**Consigne a**
Réécrivez tous les enregistrements ci-dessous en remplaçant « rough mask » par « coarse mask », sans rien modifier d'autre. Laissez les images de côté dans votre réponse.

Élisabeth Vigée Le Brun, autoportrait
par Marc Froidefont
En cette « journée de la femme » du 8 mars, relire Joseph de Maistre nous éclaire. « Le moyen le plus efficace de perfectionner l’homme, c’est d’ennoblir et d’exalter la femme » écrivait l’auteur des Soirées de Saint-Pétersbourg.
L’éducation des enfants est une conséquence essentielle de l’union de l’homme et de la femme. Chacun des deux parents a néanmoins une attitude envers les enfants qui lui est propre : le père incarne la rigueur et la sévérité, tandis que la mère est plus tendre et affective. Dans l’antiquité romaine, Sénèque, avec son style prompt aux contrastes, a fort bien décrit cette double attitude : « Ne vois-tu pas combien la bonté des pères est différente de celle des mères ? ».
Homme-femme mode d’emploi
Les pères font lever leurs enfants de bonne heure, pour qu’ils se mettent au travail ; ils n’admettent pas qu’ils restent oisifs même les jours de fête ; ils font couler leur sueur et parfois leurs larmes. Mais les mères veulent les réchauffer dans leur sein, les tenir dans leur ombre, ne jamais les laisser pleurer, s’attrister, ou faire un effort » . Joseph de Maistre, au début du XIXe siècle, insiste lui aussi sur les fonctions respectives de l’homme et de la femme dans l’éducation des enfants, tout en soulignant l’importance capitale du rôle de la mère.
Ce n’est pas que la place de la mère n’ait pas déjà été décrite avant lui, beaucoup s’en faut, il suffit, par exemple, outre Sénèque, de se souvenir des écrits de Fénelon à ce sujet. Selon l’évêque de Cambrai, la femme « est chargée de l’éducation de ses enfants » et doit veiller au bon ordre de la maison, ce qui implique un certain nombre de compétences et de qualités.
Fénelon, tout en rappelant que l’épouse doit « être pleinement instruite de la religion » , ne fait, somme toute, que continuer la tradition occidentale, puisque dans les Économiques, Aristote écrivait déjà que « l’honnête femme doit être maîtresse des affaires intérieures de sa maison » .
Joseph de Maistre fait l’éloge de la femme en magnifiant le rôle de cette dernière en tant qu’épouse et mère. En 1808, dans une lettre à sa plus jeune fille, Constance, laquelle n’est alors âgée que d’une quinzaine d’années, Joseph de Maistre fait la comparaison entre les mérites des hommes et des femmes. Les premiers ont réalisé de grandes choses, tant en littérature que dans les sciences, alors que les secondes n’ont fait aucun chef-d’œuvre dans aucun genre.

**Consigne b**
D'après le texte sur Joseph de Maistre, à qui est adressée sa lettre de 1808 ?

**Données fournies**
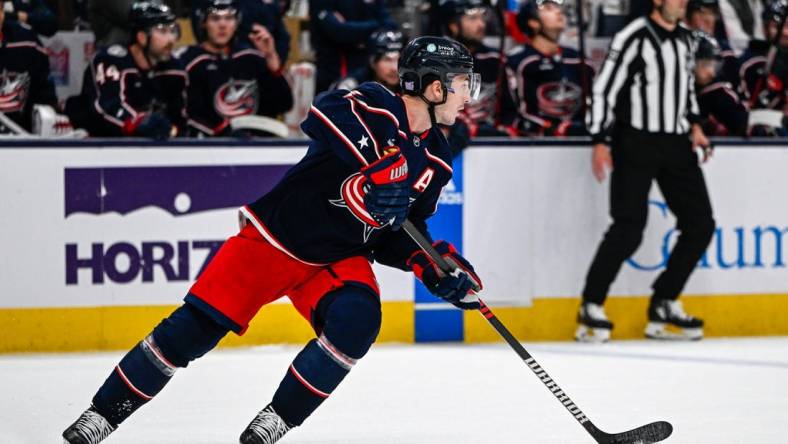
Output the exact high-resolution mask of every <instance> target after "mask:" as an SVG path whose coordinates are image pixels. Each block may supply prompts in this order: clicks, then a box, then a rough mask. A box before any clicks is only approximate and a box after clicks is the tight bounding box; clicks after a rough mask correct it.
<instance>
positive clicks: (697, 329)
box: [646, 322, 703, 341]
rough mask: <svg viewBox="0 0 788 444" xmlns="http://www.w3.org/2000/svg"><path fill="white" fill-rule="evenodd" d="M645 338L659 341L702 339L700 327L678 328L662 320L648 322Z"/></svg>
mask: <svg viewBox="0 0 788 444" xmlns="http://www.w3.org/2000/svg"><path fill="white" fill-rule="evenodd" d="M646 338H648V339H657V340H661V341H699V340H701V339H703V329H702V328H679V327H676V326H674V325H670V324H665V323H662V322H649V323H648V325H647V326H646Z"/></svg>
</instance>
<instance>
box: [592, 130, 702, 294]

**Résultat a**
Output the exact high-resolution mask of every <instance> target after "mask:" as an SVG path whose coordinates are image pixels. Each block may supply prompts in this order: clicks, then a box, then a coarse mask. A box before any clicks is only approximate and a box after clicks is the tight bounding box; clicks after a coarse mask correct it.
<instance>
positive clicks: (697, 329)
box: [646, 322, 703, 341]
coarse mask: <svg viewBox="0 0 788 444" xmlns="http://www.w3.org/2000/svg"><path fill="white" fill-rule="evenodd" d="M645 338L659 341L702 339L700 327L678 328L662 320L648 322Z"/></svg>
mask: <svg viewBox="0 0 788 444" xmlns="http://www.w3.org/2000/svg"><path fill="white" fill-rule="evenodd" d="M646 338H648V339H657V340H661V341H699V340H701V339H703V329H702V328H679V327H676V326H674V325H670V324H665V323H662V322H649V323H648V325H647V326H646Z"/></svg>
</instance>
<instance>
box: [592, 130, 702, 294]

**Résultat b**
À sa plus jeune fille, Constance, alors âgée d'une quinzaine d'années.